[Dataset entries]
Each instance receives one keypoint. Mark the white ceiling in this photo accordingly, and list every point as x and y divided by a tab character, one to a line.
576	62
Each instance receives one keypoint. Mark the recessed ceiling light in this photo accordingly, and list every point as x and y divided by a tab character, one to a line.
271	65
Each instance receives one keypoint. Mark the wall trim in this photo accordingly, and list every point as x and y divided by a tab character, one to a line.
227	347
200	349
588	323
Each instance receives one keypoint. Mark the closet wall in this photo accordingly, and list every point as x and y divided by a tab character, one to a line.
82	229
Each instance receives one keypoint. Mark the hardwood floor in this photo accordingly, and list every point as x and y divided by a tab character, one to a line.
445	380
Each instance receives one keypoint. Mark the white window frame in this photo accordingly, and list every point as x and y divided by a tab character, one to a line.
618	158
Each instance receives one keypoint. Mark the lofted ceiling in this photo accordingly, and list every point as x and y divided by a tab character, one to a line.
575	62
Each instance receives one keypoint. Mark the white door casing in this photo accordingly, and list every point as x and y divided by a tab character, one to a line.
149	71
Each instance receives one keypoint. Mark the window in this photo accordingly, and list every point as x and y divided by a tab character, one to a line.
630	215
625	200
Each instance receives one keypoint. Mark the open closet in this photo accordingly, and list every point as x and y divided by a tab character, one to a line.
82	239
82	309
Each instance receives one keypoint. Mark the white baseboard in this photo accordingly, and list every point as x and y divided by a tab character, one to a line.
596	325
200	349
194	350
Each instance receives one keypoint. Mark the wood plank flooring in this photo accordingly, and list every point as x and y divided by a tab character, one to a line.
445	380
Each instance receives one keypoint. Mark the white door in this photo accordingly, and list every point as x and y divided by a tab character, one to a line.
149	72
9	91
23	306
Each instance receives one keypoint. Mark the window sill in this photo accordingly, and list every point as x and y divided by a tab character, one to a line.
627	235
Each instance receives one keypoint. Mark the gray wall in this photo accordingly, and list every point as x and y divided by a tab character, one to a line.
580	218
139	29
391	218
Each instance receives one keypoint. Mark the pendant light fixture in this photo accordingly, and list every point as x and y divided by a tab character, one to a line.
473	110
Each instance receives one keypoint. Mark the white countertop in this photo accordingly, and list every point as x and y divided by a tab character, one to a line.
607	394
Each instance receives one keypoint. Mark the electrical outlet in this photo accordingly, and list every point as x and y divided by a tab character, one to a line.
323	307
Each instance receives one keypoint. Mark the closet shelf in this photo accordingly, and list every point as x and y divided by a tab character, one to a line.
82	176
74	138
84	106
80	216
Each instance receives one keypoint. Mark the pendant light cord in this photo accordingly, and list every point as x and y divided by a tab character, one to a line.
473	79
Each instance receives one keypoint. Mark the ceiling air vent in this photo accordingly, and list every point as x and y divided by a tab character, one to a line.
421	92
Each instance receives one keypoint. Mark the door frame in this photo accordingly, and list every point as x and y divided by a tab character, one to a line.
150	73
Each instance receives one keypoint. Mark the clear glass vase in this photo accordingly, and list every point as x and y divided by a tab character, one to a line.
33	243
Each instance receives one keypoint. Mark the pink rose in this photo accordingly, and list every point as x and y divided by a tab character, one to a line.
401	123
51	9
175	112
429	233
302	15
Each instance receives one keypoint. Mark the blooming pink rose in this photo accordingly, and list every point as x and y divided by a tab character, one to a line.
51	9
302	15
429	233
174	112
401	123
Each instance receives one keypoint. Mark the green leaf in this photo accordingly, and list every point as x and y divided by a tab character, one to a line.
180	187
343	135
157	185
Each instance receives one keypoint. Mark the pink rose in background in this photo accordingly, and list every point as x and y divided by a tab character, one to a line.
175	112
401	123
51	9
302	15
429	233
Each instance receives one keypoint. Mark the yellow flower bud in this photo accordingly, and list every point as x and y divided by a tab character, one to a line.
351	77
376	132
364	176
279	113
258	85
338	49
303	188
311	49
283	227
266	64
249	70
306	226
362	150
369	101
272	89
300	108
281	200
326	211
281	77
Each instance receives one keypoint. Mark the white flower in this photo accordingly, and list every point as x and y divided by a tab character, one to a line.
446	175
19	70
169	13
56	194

--

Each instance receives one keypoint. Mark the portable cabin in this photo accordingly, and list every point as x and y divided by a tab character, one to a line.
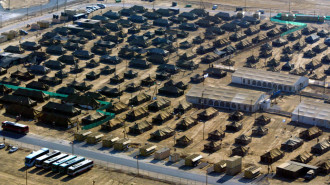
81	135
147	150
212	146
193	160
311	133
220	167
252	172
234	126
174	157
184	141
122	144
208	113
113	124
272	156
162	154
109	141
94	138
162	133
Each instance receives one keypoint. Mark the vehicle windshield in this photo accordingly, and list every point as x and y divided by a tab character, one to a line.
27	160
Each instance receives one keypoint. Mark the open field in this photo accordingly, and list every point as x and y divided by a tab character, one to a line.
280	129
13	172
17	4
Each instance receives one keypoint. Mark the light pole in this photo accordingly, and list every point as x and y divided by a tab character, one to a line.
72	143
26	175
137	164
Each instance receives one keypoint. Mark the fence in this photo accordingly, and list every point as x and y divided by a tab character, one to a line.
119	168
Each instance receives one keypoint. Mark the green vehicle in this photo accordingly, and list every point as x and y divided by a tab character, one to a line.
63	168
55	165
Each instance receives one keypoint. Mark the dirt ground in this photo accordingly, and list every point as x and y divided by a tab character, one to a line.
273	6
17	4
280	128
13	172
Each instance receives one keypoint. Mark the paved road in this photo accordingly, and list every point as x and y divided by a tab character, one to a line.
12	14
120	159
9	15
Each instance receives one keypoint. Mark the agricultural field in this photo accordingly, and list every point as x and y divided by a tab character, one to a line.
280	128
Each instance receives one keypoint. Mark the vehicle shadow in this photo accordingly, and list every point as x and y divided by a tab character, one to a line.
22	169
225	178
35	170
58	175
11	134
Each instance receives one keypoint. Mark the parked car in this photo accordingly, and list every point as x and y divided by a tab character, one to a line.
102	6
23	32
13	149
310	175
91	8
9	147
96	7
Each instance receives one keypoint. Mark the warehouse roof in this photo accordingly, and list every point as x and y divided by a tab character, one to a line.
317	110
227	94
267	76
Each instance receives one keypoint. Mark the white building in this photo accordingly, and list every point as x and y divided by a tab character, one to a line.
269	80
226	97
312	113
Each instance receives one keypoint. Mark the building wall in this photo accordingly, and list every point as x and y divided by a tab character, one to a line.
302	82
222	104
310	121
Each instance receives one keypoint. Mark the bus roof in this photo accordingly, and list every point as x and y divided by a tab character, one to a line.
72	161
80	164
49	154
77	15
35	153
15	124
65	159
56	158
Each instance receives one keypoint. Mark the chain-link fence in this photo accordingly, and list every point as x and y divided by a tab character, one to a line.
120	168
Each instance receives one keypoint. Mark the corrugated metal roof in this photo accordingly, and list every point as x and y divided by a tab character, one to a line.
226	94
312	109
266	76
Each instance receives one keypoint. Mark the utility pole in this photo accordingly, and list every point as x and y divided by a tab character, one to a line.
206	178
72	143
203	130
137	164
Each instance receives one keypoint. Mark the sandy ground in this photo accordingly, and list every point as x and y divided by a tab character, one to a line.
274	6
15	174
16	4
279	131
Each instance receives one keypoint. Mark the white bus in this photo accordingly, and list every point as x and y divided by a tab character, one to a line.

**ACTIVITY**
Of the entries above, repeat exactly the lines between the line with "Each instance receives one keypoint. Mark the bus" and the line with "Each instance receives one keypoint. Mark the white bus", inclusive, and no others.

**ANSWER TO THE PROBLEM**
Each instance receives one keypoint. Mark the bus roof in this photo accordingly, and list every point as x and y divided by a tab character, one to a line.
72	161
80	164
49	154
77	15
35	153
15	124
65	159
56	158
Each instance receives one keypoint. Mark the chain-link fence in this photo accordingly, and list every point as x and y divided by a tab character, one to a line.
120	168
Each instance receives one keypoint. Mark the corrugated metal roof in this photo accordingly, and list every point as x and y divided by a tab character, one to a line.
226	94
312	109
266	76
Each instance receives one keypoint. Mark the utility pole in this photo accordingly, and list every point as x and y divided by a tab character, one to a line.
206	178
72	143
203	130
137	164
Each instance receives one keypoint. Mark the sandy ground in this photo accordingly, and list every point as x and y divided by a tab character, one to a line.
274	6
15	174
16	4
279	131
Each instance receives one keypoint. Mark the white bus in this photo accordingly, and list every point as x and y divided by a tab character, one to a line.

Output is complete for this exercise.